━━ Material provided ━━

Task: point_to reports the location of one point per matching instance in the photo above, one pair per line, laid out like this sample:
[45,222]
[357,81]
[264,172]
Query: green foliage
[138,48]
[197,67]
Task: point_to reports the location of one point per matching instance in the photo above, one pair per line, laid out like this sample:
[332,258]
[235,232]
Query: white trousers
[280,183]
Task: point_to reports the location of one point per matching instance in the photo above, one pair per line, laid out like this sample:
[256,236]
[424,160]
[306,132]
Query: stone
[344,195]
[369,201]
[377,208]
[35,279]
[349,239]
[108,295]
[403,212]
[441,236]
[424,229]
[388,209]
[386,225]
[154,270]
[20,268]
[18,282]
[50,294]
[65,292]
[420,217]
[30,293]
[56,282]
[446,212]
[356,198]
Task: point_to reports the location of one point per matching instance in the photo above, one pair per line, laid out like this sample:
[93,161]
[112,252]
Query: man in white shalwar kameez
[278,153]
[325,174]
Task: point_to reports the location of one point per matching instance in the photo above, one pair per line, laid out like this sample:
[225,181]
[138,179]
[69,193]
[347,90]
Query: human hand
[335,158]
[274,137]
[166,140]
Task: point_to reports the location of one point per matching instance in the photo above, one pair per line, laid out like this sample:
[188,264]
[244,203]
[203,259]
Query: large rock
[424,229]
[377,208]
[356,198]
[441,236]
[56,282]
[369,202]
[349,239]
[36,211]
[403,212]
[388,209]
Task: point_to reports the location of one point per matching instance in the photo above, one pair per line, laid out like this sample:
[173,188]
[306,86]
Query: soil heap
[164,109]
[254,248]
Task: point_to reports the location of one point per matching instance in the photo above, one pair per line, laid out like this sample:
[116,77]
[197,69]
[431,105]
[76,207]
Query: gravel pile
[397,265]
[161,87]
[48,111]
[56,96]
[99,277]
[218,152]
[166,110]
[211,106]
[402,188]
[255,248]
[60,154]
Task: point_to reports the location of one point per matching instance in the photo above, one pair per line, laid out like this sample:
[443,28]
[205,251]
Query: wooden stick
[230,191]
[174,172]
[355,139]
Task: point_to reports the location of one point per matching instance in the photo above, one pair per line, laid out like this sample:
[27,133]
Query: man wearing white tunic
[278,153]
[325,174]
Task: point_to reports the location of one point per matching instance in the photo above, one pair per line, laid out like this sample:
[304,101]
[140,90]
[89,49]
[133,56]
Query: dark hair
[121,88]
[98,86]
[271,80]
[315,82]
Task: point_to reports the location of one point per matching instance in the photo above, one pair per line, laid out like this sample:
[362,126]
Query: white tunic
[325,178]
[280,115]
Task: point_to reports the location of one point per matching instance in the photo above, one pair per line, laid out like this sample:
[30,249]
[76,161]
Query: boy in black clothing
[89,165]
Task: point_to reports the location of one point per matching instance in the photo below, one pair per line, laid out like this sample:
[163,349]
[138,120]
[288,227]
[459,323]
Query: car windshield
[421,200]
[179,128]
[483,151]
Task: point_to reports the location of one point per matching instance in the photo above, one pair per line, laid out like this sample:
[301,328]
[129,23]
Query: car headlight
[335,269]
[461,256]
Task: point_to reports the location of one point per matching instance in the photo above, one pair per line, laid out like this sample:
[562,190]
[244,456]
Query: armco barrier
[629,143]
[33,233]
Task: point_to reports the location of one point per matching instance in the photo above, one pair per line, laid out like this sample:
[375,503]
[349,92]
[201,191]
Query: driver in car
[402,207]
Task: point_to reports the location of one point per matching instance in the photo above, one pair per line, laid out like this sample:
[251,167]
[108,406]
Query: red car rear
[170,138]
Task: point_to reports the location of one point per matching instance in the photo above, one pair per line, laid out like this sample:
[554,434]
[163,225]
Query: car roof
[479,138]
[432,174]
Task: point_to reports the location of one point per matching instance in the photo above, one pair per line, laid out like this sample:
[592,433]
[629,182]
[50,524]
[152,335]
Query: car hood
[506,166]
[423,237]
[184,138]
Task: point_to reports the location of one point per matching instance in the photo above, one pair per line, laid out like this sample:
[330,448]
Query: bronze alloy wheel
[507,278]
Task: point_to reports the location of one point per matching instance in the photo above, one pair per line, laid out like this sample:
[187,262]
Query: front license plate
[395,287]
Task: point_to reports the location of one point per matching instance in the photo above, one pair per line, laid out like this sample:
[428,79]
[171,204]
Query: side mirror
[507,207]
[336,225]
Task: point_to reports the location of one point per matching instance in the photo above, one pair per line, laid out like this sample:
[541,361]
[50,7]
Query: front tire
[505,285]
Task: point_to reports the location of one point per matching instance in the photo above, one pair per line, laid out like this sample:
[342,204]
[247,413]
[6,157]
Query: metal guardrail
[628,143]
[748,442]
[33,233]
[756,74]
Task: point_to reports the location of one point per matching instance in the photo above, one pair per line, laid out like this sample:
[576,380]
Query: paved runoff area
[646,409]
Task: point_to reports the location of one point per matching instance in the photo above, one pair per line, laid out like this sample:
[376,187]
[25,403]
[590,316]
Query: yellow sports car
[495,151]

━━━

The request » Write the listing out again, exactly as it reads.

Completed task »
Task: point_to reports the location of one point per matching instance in the photo above, one pair per line, laid out like this sample:
[45,222]
[357,81]
[264,172]
Query: green foliage
[138,48]
[197,67]
Task: point_to reports the location of one point per matching instance in the photo above, one pair per line, laid out like this sample:
[332,258]
[235,232]
Query: white trousers
[280,183]
Task: point_to reports the location of one point per matching instance in the photo above, one pair per line, laid out like this sample:
[256,236]
[424,160]
[306,132]
Query: stone
[344,195]
[369,201]
[377,208]
[35,279]
[349,239]
[108,295]
[403,212]
[441,236]
[424,229]
[388,209]
[386,225]
[154,270]
[20,268]
[18,282]
[50,294]
[65,292]
[420,217]
[30,293]
[56,282]
[446,212]
[356,198]
Task: point_to reports the location of one point per matching instance in the photo above, one pair per line, laid out like this sample:
[93,161]
[112,252]
Query: man in white shalwar kameez
[278,153]
[325,174]
Task: point_to reports the location of one point per matching instance in the photo above, one pair per line, laid out like this sample:
[225,181]
[138,179]
[69,193]
[347,90]
Query: human hand
[335,158]
[274,137]
[166,140]
Task: point_to reports the location of one point per matching instance in the photo above, one pair per line, laid out like this sample:
[188,264]
[244,203]
[203,259]
Query: large rock
[424,229]
[377,208]
[356,198]
[441,236]
[56,282]
[369,202]
[349,239]
[36,211]
[403,212]
[388,209]
Task: point_to reports the location of one point per matching instance in the photo above, one pair per line, laid out like this sample:
[173,188]
[306,86]
Query: soil heap
[164,109]
[254,248]
Task: point_to reports the location of one point per matching instance in the photo above, one pair per line, laid out like this sample:
[116,77]
[197,69]
[431,105]
[76,207]
Query: gravel pile
[397,265]
[161,87]
[48,111]
[56,96]
[99,277]
[218,152]
[166,110]
[211,106]
[402,188]
[255,248]
[60,154]
Task: point_to reports the location of one point per matching instance in the photo above, one pair per line, laid out like this sample:
[443,28]
[205,251]
Query: wooden stick
[230,191]
[174,172]
[355,139]
Task: point_to reports the location of one point per matching instance in the photo above, one pair per line, laid out like this sample:
[27,133]
Query: man wearing white tunic
[278,153]
[325,174]
Task: point_to reports the location of one point per matching instance in the photo above, one pair per line, laid out like this sample:
[304,101]
[140,90]
[89,49]
[133,56]
Query: dark hair
[121,88]
[98,86]
[271,80]
[315,82]
Task: point_to reports the location of one point per matching instance in the photo above, one pair per line, laid out like this sample:
[362,126]
Query: white tunic
[325,178]
[280,115]
Task: point_to reports the location of one point per matching instance in the photo above, one pair per line, laid out like this sample:
[30,249]
[76,161]
Query: boy in black clothing
[89,165]
Task: point_to reports the location of one point per matching instance in the photo below, one pair per line, laid out like this sample:
[163,349]
[138,120]
[288,227]
[459,323]
Query: car windshield
[421,200]
[179,128]
[483,151]
Task: point_to reports the location of one point per matching instance in the photo above, one pair per line, laid out like this sample:
[301,328]
[129,23]
Query: car headlight
[335,269]
[461,256]
Task: point_to reports the location of one point per matching instance in the photo above, one pair per line, laid out like this sample:
[562,190]
[244,456]
Query: armco barrier
[629,143]
[33,233]
Task: point_to reports the location of one point per matching instance in the photo above, one pair per line, laid out like this sample:
[375,503]
[349,92]
[201,191]
Query: driver in car
[402,207]
Task: point_to reports the location of one point per matching instance in the photo above, one pair per line, laid out like this sample:
[251,167]
[108,406]
Query: red car rear
[170,138]
Task: point_to reports the location of one point per matching instance in the photo above, one pair per line, laid out like this sample:
[554,434]
[163,225]
Query: car roof
[479,138]
[432,174]
Task: point_to reports the location of one point per matching instance in the photo above, one pair per line, laid out like this sample:
[592,433]
[629,182]
[50,524]
[152,335]
Query: car hood
[506,166]
[423,237]
[184,138]
Task: point_to reports the location of one point per matching instance in the photo above, one pair per line, laid out like this sample:
[330,448]
Query: bronze alloy wheel
[507,278]
Task: point_to reports the location of one point per matching instance in the photo above, one pair per line, laid out like this sample:
[187,262]
Query: front license plate
[395,287]
Task: point_to reports the location of one point per matching instance in the photo above, one pair per line, laid out like this sample:
[428,79]
[171,204]
Query: side mirror
[507,207]
[336,225]
Task: point_to reports the location of one point per matching instance in the photo above, one pair per line, laid out like this sample:
[541,361]
[50,7]
Query: front tire
[505,285]
Task: point_to reports the location of one point per matching instance in the photo above, one pair per line, laid out like this sample:
[342,204]
[247,413]
[6,157]
Query: metal guardrail
[628,143]
[748,442]
[33,233]
[756,74]
Task: point_to reports the location of one point per matching instance in the photo above, one pair per line, laid out like this sample:
[576,380]
Query: paved runoff area
[646,409]
Task: point_to reports the location of one point per matching instance in the photo above, one pair per line, laid out like this sample:
[376,187]
[25,403]
[590,316]
Query: yellow sports car
[495,151]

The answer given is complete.